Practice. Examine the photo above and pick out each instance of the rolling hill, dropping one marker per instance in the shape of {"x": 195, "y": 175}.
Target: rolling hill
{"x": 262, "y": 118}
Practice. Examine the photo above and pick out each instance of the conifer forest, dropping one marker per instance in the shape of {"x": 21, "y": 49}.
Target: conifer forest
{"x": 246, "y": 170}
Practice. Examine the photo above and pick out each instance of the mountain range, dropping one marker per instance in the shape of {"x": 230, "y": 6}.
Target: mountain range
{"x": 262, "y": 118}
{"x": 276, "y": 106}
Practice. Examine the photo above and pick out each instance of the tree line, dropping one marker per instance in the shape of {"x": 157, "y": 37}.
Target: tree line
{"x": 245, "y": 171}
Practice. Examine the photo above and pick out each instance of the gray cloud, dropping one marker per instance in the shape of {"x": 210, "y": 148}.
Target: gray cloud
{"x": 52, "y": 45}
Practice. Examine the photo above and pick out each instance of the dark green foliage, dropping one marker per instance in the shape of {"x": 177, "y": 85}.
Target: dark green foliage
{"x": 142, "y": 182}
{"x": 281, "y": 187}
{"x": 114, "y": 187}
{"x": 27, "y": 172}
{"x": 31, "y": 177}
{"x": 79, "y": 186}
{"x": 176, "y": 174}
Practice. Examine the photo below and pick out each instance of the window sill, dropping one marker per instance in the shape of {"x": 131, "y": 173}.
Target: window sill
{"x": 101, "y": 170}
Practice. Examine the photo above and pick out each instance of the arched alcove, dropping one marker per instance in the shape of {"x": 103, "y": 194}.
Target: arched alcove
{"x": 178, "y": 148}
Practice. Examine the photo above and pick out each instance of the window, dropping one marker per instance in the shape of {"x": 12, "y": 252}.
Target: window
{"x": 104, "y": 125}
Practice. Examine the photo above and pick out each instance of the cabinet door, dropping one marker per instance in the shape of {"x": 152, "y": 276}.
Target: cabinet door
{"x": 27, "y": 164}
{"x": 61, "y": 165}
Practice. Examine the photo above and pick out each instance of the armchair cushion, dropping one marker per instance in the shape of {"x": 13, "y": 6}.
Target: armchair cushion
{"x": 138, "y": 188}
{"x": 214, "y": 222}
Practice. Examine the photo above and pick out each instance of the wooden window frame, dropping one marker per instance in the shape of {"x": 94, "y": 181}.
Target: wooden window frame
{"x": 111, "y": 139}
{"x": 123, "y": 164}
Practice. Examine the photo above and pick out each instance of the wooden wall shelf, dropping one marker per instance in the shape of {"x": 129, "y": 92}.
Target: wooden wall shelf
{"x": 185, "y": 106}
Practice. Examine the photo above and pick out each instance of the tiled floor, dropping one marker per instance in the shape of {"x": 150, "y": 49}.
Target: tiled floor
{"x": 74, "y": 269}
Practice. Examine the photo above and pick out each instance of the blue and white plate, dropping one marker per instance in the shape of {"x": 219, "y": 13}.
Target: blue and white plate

##########

Quote each line of the data above exactly as written.

Task solution:
Practice. Examine the photo above and pick out each instance of the rolling hill, dropping one marker per instance in the shape of {"x": 195, "y": 175}.
Target: rolling hill
{"x": 262, "y": 118}
Practice. Examine the photo above and pick out each instance of the conifer forest, dropping one marker per instance in the shape of {"x": 21, "y": 49}.
Target: conifer forest
{"x": 246, "y": 170}
Practice. Examine the photo above and pick out each instance of the mountain range, dropping one marker per instance in the shape of {"x": 230, "y": 6}.
Target: mountain range
{"x": 262, "y": 118}
{"x": 276, "y": 106}
Practice. Examine the photo above and pick out each instance of the tree line, dropping one marker per instance in the shape of {"x": 157, "y": 37}.
Target: tree line
{"x": 245, "y": 171}
Practice. Examine the photo above and pick out each instance of the gray cloud, dropping one marker per instance in the shape of {"x": 210, "y": 148}.
Target: gray cloud
{"x": 52, "y": 45}
Practice. Examine the photo above and pick out each instance of the dark green foliage, dropping one marker per instance in the shape of {"x": 177, "y": 85}.
Target: dark green foliage
{"x": 142, "y": 182}
{"x": 281, "y": 187}
{"x": 114, "y": 187}
{"x": 27, "y": 172}
{"x": 31, "y": 177}
{"x": 79, "y": 186}
{"x": 176, "y": 174}
Practice. Examine the photo below and pick out each instance of the window sill, dropping one marker per instance in the shape of {"x": 131, "y": 173}.
Target: window sill
{"x": 101, "y": 170}
Practice. Examine the photo above and pick out each instance of the arched alcove, dropping one marker per instance in the shape of {"x": 103, "y": 194}.
Target: arched alcove
{"x": 178, "y": 148}
Practice. Examine the photo above and pick out each instance of the window, dropping one marker per instance in the shape of {"x": 12, "y": 252}.
Target: window
{"x": 104, "y": 125}
Practice. Examine the photo above and pick out each instance of the cabinet door, dropping one marker per instance in the shape of {"x": 152, "y": 276}.
Target: cabinet door
{"x": 27, "y": 164}
{"x": 61, "y": 165}
Practice. Examine the photo above and pick out each instance of the armchair cushion, dropping one marker per instance in the shape of {"x": 13, "y": 6}.
Target: armchair cushion
{"x": 138, "y": 188}
{"x": 214, "y": 222}
Practice. Examine the photo above and pick out each instance of the wooden window frame, dropping one marker per instance in the shape of {"x": 94, "y": 181}.
Target: wooden window frame
{"x": 111, "y": 139}
{"x": 123, "y": 164}
Practice. Examine the photo above and pick out each instance of the wooden wall shelf, dropping one marker per instance in the shape of {"x": 129, "y": 92}.
Target: wooden wall shelf
{"x": 185, "y": 106}
Practice. Examine the photo above and pick out each instance of the tiled floor, dropping one marker per instance in the shape of {"x": 150, "y": 49}.
Target: tiled floor
{"x": 74, "y": 269}
Practice. Examine the photo above and pick out each instance of the blue and white plate, dropping one marker per instance in the shape of {"x": 219, "y": 13}.
Target: blue and white plate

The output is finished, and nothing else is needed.